### TO BE DONE
• A. Name every person mentioned in the text on The Mod Club Theatre.
• B. Pick up the text on The Mod Club Theatre after its final sentence and continue it.

### PAGE EXTRACT
----------------

The Mod Club nights would go on to pack both venues on Saturdays for years, with DJs and dancers darting back-and-forth across the street from Corner Pocket to Revival.

Early into their run at both venues, Holmes was inspired.

“I got to thinking that the reason people were going to Lava on Wednesdays and Saturdays at Revival was for Mod Club so I said, ‘What would it be like if I had a place that is The Mod Club? What would it take?’

“A little while later, I made a deal with [Corner Pocket owner] Bruno, put all my money in, and designed the whole place on my laptop. I gave that to the builders, and we built The Mod Club Theatre. People were worried that it would be such a gamble, but I felt I had to keep moving forward.”

Bobbi Guy, Lennox Lewis, and Mark Holmes on opening night. Photo by Trevor Roberts.

Bobbi Guy, boxer Lennox Lewis, and Mark Holmes on opening night. Photo by Trevor Roberts.

The Mod Club Theatre officially opened doors in November 2002. Bobbi Guy recalls a fave moment from the first night.

“[British-Canadian world heavyweight boxing champion] Lennox Lewis had been invited, and came with his entourage of large humans. I knew he was a West Ham United fan so we started talking about some old faces we both knew back in London. We ended up singing West Ham songs arm in arm, much to the bemusement of his troops.”

Why it’s important: “I think, mainly, we gave club-goers a different option from what was happening elsewhere in the city,” says Guy, a main Saturday resident DJ until early 2010. “People were weary of going to the club district for a good night out. We were in a lot safer area, but were just as deadly on the dancefloor. College Street was a quiet place till we showed up; now look at it.

----------------

[Pointing and labeling entries]
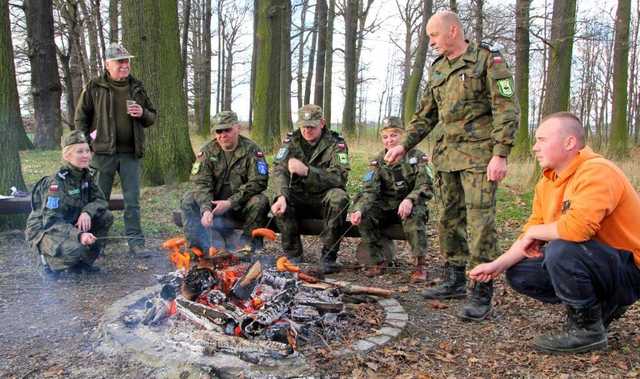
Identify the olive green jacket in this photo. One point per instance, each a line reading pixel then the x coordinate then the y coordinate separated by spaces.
pixel 95 112
pixel 386 186
pixel 58 200
pixel 328 165
pixel 246 175
pixel 472 102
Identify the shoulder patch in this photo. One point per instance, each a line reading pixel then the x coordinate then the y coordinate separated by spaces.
pixel 53 202
pixel 282 153
pixel 343 158
pixel 195 169
pixel 262 167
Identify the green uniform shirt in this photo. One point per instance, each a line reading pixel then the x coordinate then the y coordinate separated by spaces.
pixel 328 165
pixel 237 178
pixel 472 103
pixel 387 186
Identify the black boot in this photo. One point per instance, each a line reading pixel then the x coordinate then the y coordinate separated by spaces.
pixel 584 332
pixel 479 305
pixel 453 286
pixel 328 262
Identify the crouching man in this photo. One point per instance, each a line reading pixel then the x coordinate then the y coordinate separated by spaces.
pixel 228 177
pixel 581 245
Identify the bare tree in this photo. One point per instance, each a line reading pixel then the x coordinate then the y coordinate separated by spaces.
pixel 45 81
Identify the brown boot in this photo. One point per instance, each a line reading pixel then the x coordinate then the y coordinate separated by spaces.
pixel 419 275
pixel 375 270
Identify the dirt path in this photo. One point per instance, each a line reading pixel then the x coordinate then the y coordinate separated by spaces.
pixel 47 327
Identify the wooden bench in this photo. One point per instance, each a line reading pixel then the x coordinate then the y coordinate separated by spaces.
pixel 314 227
pixel 23 204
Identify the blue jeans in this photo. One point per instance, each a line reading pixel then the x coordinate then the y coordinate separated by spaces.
pixel 579 275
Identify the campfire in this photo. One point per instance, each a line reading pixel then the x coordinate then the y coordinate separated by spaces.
pixel 265 308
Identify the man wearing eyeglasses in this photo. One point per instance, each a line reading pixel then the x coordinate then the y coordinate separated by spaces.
pixel 112 111
pixel 229 176
pixel 310 178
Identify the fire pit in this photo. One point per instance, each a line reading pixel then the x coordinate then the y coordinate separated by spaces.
pixel 231 318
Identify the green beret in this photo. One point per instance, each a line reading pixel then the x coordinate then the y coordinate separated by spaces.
pixel 73 138
pixel 310 115
pixel 224 120
pixel 392 123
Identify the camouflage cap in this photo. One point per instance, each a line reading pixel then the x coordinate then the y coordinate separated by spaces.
pixel 73 138
pixel 224 120
pixel 310 115
pixel 116 52
pixel 392 123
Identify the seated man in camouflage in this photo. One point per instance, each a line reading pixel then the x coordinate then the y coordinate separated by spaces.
pixel 310 179
pixel 228 176
pixel 395 193
pixel 69 213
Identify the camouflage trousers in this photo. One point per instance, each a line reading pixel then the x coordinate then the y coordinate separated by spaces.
pixel 252 215
pixel 129 169
pixel 467 224
pixel 375 218
pixel 331 208
pixel 61 252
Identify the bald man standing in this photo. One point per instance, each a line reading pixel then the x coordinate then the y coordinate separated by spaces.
pixel 581 245
pixel 470 97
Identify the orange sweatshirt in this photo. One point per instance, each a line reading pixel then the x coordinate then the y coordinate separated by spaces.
pixel 592 199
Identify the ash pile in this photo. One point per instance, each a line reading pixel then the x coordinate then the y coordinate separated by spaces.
pixel 263 310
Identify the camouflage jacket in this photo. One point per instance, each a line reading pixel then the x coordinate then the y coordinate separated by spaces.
pixel 388 185
pixel 58 200
pixel 328 165
pixel 246 175
pixel 472 101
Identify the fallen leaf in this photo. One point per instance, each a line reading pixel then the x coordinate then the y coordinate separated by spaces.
pixel 436 304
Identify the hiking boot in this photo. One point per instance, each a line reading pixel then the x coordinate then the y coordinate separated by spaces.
pixel 478 307
pixel 611 314
pixel 328 262
pixel 139 251
pixel 419 274
pixel 375 270
pixel 453 286
pixel 584 332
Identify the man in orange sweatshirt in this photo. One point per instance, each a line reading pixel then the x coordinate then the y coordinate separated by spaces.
pixel 581 245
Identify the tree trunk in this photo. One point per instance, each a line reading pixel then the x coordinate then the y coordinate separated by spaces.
pixel 350 68
pixel 328 63
pixel 312 53
pixel 113 21
pixel 300 77
pixel 266 128
pixel 151 33
pixel 10 122
pixel 618 142
pixel 45 81
pixel 521 146
pixel 285 70
pixel 417 70
pixel 321 11
pixel 94 53
pixel 560 53
pixel 186 15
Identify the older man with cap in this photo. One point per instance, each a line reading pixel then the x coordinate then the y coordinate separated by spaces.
pixel 229 176
pixel 69 213
pixel 115 109
pixel 310 179
pixel 395 193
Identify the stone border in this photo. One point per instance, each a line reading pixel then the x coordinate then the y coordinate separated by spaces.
pixel 112 340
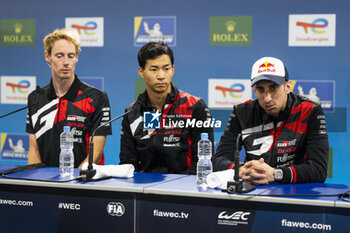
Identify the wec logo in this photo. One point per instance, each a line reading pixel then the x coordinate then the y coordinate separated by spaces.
pixel 238 215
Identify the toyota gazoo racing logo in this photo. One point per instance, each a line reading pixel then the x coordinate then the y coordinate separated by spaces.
pixel 238 217
pixel 115 209
pixel 267 67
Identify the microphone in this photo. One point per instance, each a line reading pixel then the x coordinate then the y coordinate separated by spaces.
pixel 87 175
pixel 37 90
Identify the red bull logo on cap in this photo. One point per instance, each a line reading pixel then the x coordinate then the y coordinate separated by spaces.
pixel 266 67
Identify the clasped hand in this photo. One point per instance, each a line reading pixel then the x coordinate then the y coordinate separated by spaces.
pixel 257 172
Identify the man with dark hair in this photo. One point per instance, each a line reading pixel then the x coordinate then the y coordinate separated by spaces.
pixel 160 133
pixel 66 101
pixel 284 134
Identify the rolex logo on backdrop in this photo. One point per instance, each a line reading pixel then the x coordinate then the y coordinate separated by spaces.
pixel 18 32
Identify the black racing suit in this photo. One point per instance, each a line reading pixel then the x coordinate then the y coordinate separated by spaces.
pixel 83 108
pixel 296 142
pixel 171 148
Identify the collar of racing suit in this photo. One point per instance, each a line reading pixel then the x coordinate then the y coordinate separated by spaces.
pixel 283 114
pixel 143 99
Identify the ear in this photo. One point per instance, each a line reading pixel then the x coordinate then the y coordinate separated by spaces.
pixel 288 86
pixel 140 72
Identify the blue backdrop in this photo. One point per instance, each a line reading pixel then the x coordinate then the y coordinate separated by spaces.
pixel 196 60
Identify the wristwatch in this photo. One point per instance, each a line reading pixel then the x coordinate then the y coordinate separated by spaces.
pixel 278 174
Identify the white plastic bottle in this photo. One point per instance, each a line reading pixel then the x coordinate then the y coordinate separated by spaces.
pixel 66 155
pixel 204 165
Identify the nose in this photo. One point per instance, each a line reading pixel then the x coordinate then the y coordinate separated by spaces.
pixel 267 97
pixel 65 60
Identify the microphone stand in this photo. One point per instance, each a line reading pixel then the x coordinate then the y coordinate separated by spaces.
pixel 86 175
pixel 238 185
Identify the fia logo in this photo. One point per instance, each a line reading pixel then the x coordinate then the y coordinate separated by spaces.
pixel 115 209
pixel 151 120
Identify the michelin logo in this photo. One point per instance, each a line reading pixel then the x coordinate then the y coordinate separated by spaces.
pixel 154 28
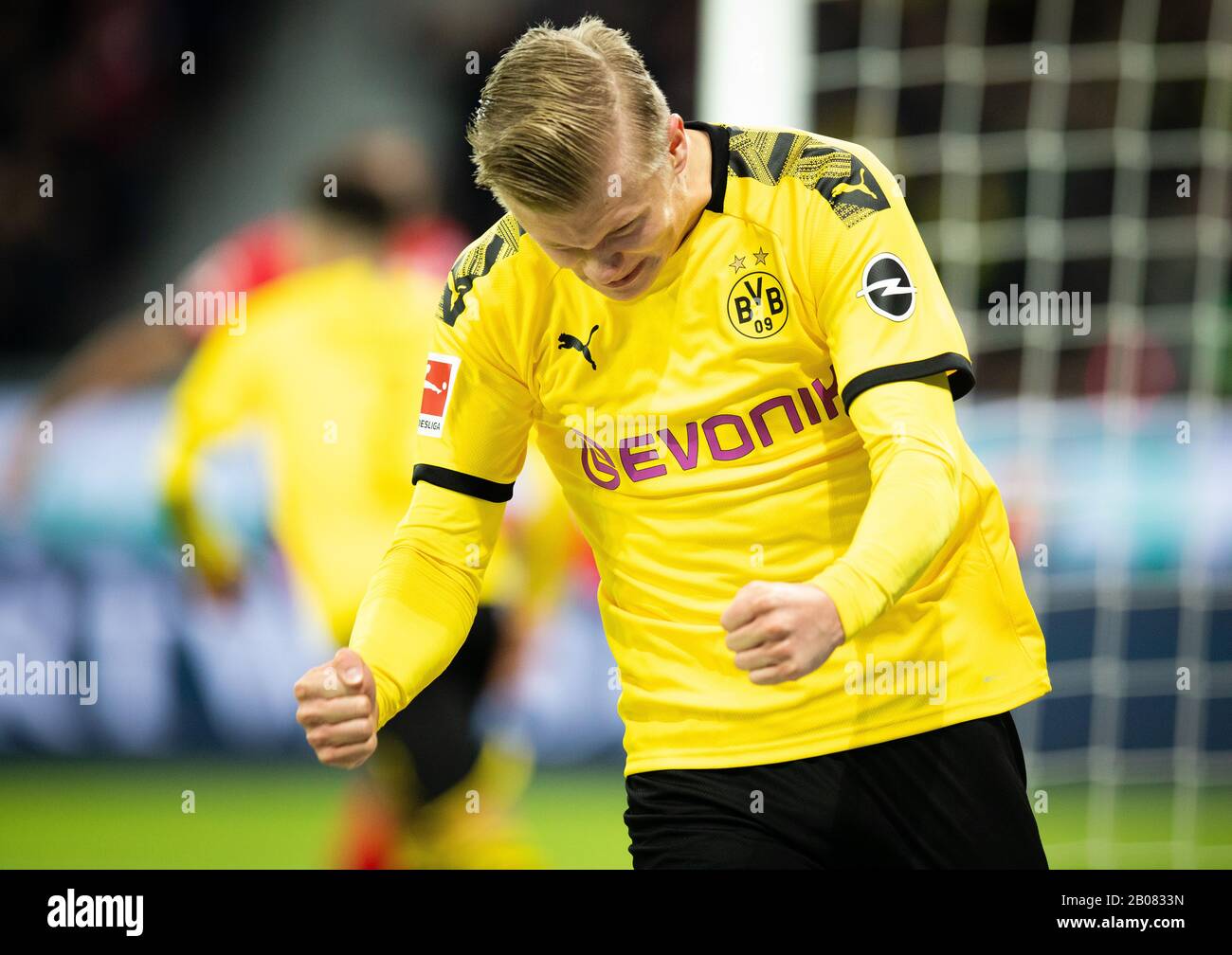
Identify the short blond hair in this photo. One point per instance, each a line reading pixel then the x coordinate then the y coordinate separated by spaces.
pixel 549 115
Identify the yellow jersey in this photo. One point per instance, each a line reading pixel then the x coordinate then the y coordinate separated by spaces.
pixel 328 373
pixel 701 437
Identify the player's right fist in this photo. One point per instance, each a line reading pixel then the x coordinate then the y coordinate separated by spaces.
pixel 337 710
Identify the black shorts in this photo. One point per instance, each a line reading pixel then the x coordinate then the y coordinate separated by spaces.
pixel 948 799
pixel 436 729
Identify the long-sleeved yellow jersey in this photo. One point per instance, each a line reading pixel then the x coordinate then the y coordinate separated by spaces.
pixel 328 375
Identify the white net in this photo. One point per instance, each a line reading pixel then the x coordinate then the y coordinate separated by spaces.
pixel 1084 147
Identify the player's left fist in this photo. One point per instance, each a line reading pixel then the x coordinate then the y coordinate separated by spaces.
pixel 781 631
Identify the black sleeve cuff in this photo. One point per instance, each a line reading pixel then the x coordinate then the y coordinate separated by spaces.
pixel 962 376
pixel 467 484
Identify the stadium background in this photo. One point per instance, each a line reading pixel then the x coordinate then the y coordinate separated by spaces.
pixel 1064 180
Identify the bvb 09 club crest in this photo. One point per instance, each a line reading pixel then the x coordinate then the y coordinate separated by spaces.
pixel 756 306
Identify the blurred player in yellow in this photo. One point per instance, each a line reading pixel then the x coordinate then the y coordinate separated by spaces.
pixel 329 372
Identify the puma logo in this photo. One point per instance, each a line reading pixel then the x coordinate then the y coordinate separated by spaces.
pixel 846 188
pixel 571 341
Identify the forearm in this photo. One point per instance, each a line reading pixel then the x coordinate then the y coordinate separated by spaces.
pixel 912 439
pixel 422 601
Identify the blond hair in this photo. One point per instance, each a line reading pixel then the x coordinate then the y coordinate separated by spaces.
pixel 549 115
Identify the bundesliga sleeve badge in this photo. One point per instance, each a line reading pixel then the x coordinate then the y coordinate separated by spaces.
pixel 439 378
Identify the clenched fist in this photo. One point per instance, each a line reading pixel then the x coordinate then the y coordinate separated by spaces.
pixel 337 710
pixel 781 631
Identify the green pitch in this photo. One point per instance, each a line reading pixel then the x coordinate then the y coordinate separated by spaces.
pixel 286 815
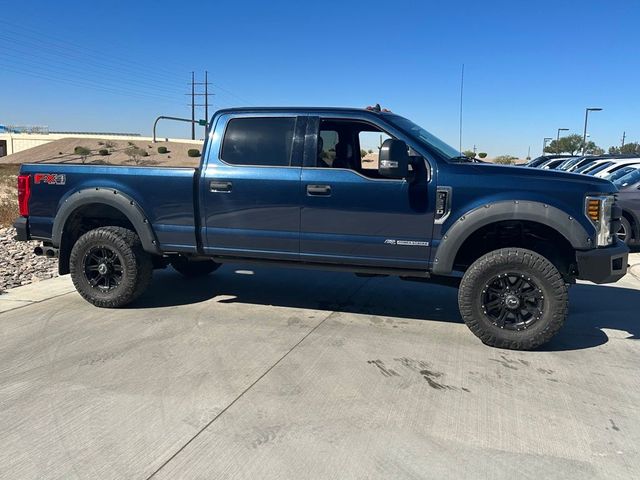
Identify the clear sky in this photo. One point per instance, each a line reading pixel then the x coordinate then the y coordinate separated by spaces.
pixel 530 67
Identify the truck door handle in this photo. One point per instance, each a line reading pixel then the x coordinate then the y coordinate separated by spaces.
pixel 319 190
pixel 215 186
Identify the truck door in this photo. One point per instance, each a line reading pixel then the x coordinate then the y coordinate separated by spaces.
pixel 350 214
pixel 250 188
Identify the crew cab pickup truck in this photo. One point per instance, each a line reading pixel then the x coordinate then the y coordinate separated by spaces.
pixel 303 187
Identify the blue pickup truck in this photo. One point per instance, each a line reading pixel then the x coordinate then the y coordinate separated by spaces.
pixel 359 190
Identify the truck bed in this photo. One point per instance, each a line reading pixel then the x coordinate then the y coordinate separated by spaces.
pixel 166 195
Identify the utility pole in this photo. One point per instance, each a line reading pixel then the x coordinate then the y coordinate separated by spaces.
pixel 193 104
pixel 461 92
pixel 206 95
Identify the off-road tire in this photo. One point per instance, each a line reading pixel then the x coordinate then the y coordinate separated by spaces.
pixel 194 268
pixel 532 265
pixel 136 265
pixel 624 223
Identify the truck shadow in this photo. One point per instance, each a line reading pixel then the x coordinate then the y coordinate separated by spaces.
pixel 592 307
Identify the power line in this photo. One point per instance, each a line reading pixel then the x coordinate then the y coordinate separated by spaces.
pixel 63 49
pixel 193 104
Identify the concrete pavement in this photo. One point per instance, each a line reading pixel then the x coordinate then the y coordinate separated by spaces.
pixel 266 373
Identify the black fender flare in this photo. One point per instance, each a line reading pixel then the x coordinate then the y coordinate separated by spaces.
pixel 113 198
pixel 479 217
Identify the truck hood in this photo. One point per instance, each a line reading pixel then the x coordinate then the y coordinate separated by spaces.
pixel 549 179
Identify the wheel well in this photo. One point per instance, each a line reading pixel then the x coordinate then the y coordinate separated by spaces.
pixel 85 218
pixel 531 235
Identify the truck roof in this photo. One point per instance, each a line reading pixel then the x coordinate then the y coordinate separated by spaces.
pixel 304 110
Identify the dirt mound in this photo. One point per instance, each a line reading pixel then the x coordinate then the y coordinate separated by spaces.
pixel 114 152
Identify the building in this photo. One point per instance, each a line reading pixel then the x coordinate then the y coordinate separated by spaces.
pixel 14 139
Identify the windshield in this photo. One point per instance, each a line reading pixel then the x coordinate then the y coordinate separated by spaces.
pixel 567 164
pixel 599 168
pixel 420 134
pixel 586 167
pixel 628 179
pixel 619 173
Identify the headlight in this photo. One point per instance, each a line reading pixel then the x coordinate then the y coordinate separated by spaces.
pixel 598 210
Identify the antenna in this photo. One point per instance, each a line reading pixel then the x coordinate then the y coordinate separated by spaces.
pixel 461 92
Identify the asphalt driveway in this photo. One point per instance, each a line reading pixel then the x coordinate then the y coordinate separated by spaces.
pixel 269 373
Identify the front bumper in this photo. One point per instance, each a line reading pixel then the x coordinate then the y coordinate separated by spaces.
pixel 22 229
pixel 603 265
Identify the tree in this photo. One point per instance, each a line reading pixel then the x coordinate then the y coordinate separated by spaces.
pixel 82 152
pixel 569 144
pixel 505 159
pixel 591 148
pixel 630 148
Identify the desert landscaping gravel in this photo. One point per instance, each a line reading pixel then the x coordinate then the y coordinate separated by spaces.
pixel 18 265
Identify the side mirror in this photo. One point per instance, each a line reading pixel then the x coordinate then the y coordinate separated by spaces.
pixel 394 159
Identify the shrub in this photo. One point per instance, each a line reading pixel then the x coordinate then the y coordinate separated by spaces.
pixel 8 211
pixel 82 152
pixel 134 153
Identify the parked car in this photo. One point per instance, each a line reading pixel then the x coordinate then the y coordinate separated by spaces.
pixel 588 167
pixel 551 164
pixel 617 165
pixel 622 172
pixel 629 200
pixel 287 186
pixel 568 163
pixel 539 160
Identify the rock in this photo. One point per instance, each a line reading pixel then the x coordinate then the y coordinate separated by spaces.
pixel 19 265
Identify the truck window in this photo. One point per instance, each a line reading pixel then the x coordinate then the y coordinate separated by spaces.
pixel 259 141
pixel 353 145
pixel 370 143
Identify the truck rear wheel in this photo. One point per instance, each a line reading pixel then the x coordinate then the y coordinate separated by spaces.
pixel 513 298
pixel 194 268
pixel 109 268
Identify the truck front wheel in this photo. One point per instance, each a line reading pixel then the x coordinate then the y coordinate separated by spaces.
pixel 513 298
pixel 109 268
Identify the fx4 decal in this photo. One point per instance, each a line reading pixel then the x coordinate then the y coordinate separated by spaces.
pixel 50 178
pixel 406 243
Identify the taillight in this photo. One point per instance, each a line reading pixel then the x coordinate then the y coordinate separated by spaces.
pixel 24 193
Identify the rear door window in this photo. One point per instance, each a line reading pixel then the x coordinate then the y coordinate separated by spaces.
pixel 260 141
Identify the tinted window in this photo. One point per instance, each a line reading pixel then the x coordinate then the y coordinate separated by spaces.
pixel 258 141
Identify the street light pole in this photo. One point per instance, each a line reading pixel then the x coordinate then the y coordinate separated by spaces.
pixel 586 119
pixel 558 138
pixel 561 130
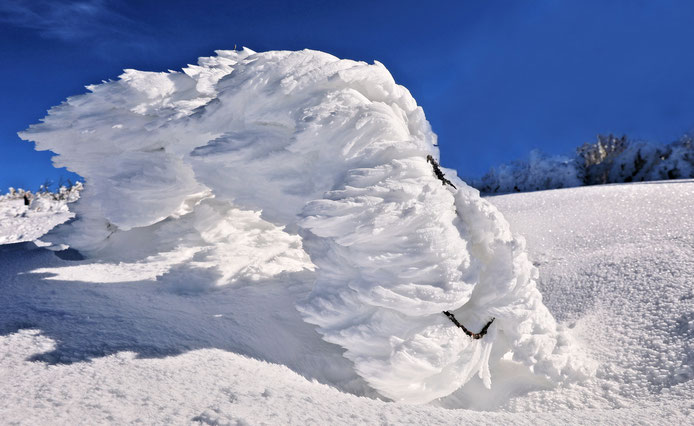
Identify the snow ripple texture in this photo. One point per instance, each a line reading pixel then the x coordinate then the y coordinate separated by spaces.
pixel 300 152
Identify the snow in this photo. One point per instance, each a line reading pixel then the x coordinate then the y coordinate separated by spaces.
pixel 303 169
pixel 609 160
pixel 94 341
pixel 19 222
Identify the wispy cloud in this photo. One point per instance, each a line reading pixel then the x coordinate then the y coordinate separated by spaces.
pixel 70 20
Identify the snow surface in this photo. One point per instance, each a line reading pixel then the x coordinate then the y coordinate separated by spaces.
pixel 299 167
pixel 98 342
pixel 19 222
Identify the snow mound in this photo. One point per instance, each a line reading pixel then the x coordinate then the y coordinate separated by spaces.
pixel 20 222
pixel 251 160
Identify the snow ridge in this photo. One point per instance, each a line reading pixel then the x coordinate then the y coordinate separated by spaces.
pixel 319 157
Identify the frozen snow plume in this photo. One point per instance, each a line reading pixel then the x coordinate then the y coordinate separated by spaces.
pixel 256 161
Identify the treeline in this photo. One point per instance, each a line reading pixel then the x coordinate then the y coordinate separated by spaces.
pixel 609 160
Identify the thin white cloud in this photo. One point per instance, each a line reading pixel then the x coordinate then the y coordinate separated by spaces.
pixel 70 20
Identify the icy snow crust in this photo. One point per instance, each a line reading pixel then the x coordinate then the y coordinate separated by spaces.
pixel 248 161
pixel 102 343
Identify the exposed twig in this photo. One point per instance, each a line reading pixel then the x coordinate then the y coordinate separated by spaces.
pixel 465 330
pixel 437 171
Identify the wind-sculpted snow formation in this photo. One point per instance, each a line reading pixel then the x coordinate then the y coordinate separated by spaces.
pixel 306 153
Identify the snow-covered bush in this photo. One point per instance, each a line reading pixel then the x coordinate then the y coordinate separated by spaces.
pixel 43 197
pixel 536 173
pixel 322 156
pixel 609 160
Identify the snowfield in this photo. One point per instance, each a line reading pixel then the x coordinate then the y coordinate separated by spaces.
pixel 19 223
pixel 300 166
pixel 95 342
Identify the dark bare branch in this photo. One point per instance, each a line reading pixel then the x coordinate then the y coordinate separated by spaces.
pixel 465 330
pixel 437 171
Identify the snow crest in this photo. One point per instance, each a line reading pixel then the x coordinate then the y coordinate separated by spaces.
pixel 254 160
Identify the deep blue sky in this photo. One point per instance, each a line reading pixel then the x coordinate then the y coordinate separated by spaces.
pixel 496 78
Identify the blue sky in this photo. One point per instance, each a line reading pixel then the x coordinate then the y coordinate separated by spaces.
pixel 496 78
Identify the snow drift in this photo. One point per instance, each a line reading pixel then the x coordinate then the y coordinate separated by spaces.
pixel 307 153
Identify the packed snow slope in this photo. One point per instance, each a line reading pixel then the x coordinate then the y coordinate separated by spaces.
pixel 254 166
pixel 102 342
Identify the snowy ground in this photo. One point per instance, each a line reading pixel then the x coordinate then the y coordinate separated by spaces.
pixel 94 342
pixel 20 223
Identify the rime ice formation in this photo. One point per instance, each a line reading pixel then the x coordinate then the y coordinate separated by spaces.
pixel 307 153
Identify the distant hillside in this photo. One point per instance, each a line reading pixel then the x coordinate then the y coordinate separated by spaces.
pixel 609 160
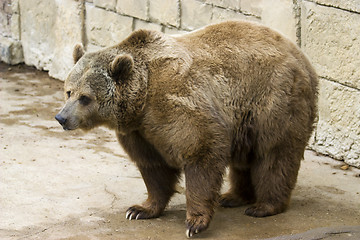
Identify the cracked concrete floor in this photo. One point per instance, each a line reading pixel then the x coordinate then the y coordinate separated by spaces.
pixel 71 185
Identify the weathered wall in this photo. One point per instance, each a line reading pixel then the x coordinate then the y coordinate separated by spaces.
pixel 43 32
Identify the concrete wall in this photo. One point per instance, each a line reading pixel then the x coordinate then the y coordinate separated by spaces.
pixel 42 33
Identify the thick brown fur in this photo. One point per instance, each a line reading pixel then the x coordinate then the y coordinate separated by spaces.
pixel 233 94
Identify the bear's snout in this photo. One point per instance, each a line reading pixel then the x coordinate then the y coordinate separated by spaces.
pixel 60 119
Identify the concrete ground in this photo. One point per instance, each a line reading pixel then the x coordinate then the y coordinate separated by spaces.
pixel 72 185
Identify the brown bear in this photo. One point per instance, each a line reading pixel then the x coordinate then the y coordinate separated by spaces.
pixel 234 94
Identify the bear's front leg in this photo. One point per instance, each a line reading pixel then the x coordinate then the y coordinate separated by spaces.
pixel 160 183
pixel 203 182
pixel 160 179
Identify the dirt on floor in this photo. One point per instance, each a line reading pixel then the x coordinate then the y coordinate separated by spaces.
pixel 72 185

----------------

### PER-TASK OUTPUTS
• A. Mark Holmes, Bruno, Bobbi Guy, Lennox Lewis, Trevor Roberts

• B.
As for the venue itself, Mod Club Theatre brought a professional 700-capacity club and concert space to College Street.

“It raised the bar for sound and lighting,” states Holmes. “I wanted a place where you could see bands in a beautiful surrounding, with fantastic lights and sound, and where you could sit down without getting chewing gum stuck to the seat of your trousers.”

Early on, films such as 2001: A Space Odyssey screened, but Mod Club Saturdays remained the main draw. Fridays were initially launched as glam night Velvet Goldmine, with Joan Jett flown in to guest DJ at the opening. Crystal Castles’ Ethan Kath was a Friday resident DJ, back in the days when he still answered to “Claudio.”

Holmes also worked to establish Mod Club Theatre as a concert spot, reaching out to event producers including Against The Grain (now Collective Concerts). After Muse performed at the club on a Saturday in April 2004, concert bookings poured in. Area restaurants, like neighbours Il Gatto Nero, benefited from the business.

Muse’s Matt Bellamy gets acquainted with the Mod Club’s bar. Photo by Trevor Roberts

Muse’s Matt Bellamy gets acquainted with the Mod Club’s bar. Photo by Trevor Roberts

Above all, Mod Club Theatre is highly versatile as a venue.

“Mod Club is fantastic from a technical perspective, with amazing sound, production, and sight lines,” says Adam Gill, founder of event production company Embrace. “It’s an amazing live/concert room, but also works great for DJ/electronic-type events.”

“The first time I went to Mod Club Theatre was on a Saturday,” recalls DJ/producer and A.D/D Events co-founder Mario Jukica. “Mark really blew me away with the level of production he was doing, creating an exciting atmosphere that relied heavily on the use of video technology and pyrotechnics.

“I was impressed as it felt a bit like a concert. The tech team, led by Mark Prinsloo, had the ability to set the stage for a live band and tear down within minutes, then set up a DJ platform centre stage. This gave me a lot of ideas, and made me really want to work with them.”

It’s this very versatility—and group of people—that made Mod Club Theatre one of the global hubs for the merger of rock and electro.

From 2003 to 2007, Holmes a.k.a. DJ MRK, programmed and played the highly rated Mod Club radio show, broadcast live on 102.1 The Edge, Thursdays from 11 p.m. to 2 a.m. Guy also introduced three new tracks each week.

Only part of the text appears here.